◆ **Excerpt to read**:
────────────────────
Only the Young: Experimental Art in Korea 1960s–1970s
Through January 7, 2024


Only the Young: Experimental Art in Korea, 1960s–1970s is the first North American museum exhibition dedicated to Korean Experimental art (silheom misul) and its artists, whose radical approach to materials and process produced some of the most significant avant-garde practices of the twentieth century. It features approximately eighty works across various mediums, including painting, sculpture, ceramics, photography, video, installation, and film, most of which are being presented for the first time to an international audience.

This historic presentation examines artistic production from an era of remarkable transformation in South Korea, when young artists who came of age in the decades following the Korean War reflected and responded to the changing socioeconomic, political, and material conditions that accompanied the nation’s rapid urbanization and modernization.

Only the Young: Experimental Art in Korea, 1960s–1970s is co-organized by the Solomon R. Guggenheim Museum, New York, and the National Museum of Modern and Contemporary Art, Korea. The exhibition is cocurated by Kyung An, Associate Curator, Asian Art, Solomon R. Guggenheim Museum and Foundation, New York, and Kang Soojung, Senior Curator, National Museum of Modern and Contemporary Art, Korea.

Going Dark: The Contemporary Figure at the Edge of Visibility

October 20, 2023–April 7, 2024

Going Dark: The Contemporary Figure at the Edge of Visibility will present works of art that feature partially obscured or hidden figures, thus positioning them at the “edge of visibility.” In this art context, the common phrase going dark is understood as a tactic whereby artists visually conceal the body to explore a key tension in contemporary society: the desire to be seen and the desire to be hidden from sight.

Occupying the Guggenheim Museum’s iconic rotunda, Going Dark presents more than 100 works by a group of 28 artists, the majority of whom are Black and more than half of whom are women. While most of the works date from the 1980s to the present, a selection of them were created in the 1960s and ’70s by three iconic artists—David Hammons, Faith Ringgold, and Charles White—suggesting that the development of Conceptual art during these decades launched new pathways of expression that laid the groundwork for contemporary artists tackling the “edge of visibility” today.

Going Dark: The Contemporary Figure at the Edge of Visibility is organized by Ashley James, Associate Curator, Contemporary Art, with Faith Hunter, Curatorial Assistant.

By Way Of: Material and Motion in the Guggenheim Collection

February 23, 2024–January 12, 2025

One of the most salient features of modern and contemporary art is the tendency, and desire, to abandon traditional creative practice, enacting both literal and figurative experimentations beyond the studio. In spring of 2024, the Guggenheim Museum will present By Way Of: Material and Motion in the Guggenheim Collection, an exhibition that will examine artists on the move, demonstrating how saturated contemporary art has become with “extramural” modes of thinking and working. From the twentieth century onward, especially after World War II, artists became more invested in the potentials of the world outside. Some artists located their inspiration in the street rather than in the academy; others depicted the responsibility of encapsulating memory and identity in a mobile form; while others pushed the boundaries of traditional art materials. The results challenge taste and even the neat system of medium categorization that specifies sculpture versus object versus installation.
────────────────────
◆ **Extracted records**:
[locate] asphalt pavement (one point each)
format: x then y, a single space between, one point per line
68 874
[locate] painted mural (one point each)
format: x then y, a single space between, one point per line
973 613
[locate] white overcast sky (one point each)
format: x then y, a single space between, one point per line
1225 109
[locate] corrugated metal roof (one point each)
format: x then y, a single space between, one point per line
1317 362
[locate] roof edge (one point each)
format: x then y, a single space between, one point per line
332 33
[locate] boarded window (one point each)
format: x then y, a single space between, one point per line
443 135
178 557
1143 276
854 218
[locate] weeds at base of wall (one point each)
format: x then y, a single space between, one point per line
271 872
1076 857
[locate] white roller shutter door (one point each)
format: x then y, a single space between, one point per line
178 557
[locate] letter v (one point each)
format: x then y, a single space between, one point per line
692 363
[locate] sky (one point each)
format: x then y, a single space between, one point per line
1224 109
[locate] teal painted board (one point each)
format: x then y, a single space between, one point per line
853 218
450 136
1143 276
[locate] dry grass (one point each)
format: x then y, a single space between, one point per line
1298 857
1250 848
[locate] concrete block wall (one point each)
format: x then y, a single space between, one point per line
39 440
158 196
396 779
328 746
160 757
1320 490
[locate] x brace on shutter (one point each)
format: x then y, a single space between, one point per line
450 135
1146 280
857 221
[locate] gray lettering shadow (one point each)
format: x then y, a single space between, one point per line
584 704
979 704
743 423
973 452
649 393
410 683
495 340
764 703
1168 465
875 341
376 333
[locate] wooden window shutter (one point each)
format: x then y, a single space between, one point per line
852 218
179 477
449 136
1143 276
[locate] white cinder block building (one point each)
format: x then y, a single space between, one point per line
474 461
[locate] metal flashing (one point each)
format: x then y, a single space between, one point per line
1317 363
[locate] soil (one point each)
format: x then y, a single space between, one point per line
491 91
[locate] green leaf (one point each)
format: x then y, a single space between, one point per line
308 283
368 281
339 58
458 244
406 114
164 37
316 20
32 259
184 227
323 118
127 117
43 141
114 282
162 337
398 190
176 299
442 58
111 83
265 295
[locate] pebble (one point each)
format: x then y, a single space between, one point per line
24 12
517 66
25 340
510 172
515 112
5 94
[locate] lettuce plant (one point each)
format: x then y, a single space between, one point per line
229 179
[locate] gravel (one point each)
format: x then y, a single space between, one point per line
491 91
────────────────────
◆ **Set task**: Transcribe the passage in the exhibition descriptions from "Going Dark: The Contemporary Figure at the Edge of Visibility is" up to and including "Hunter, Curatorial Assistant.".

◆ **Reply to the task**:
Going Dark: The Contemporary Figure at the Edge of Visibility is organized by Ashley James, Associate Curator, Contemporary Art, with Faith Hunter, Curatorial Assistant.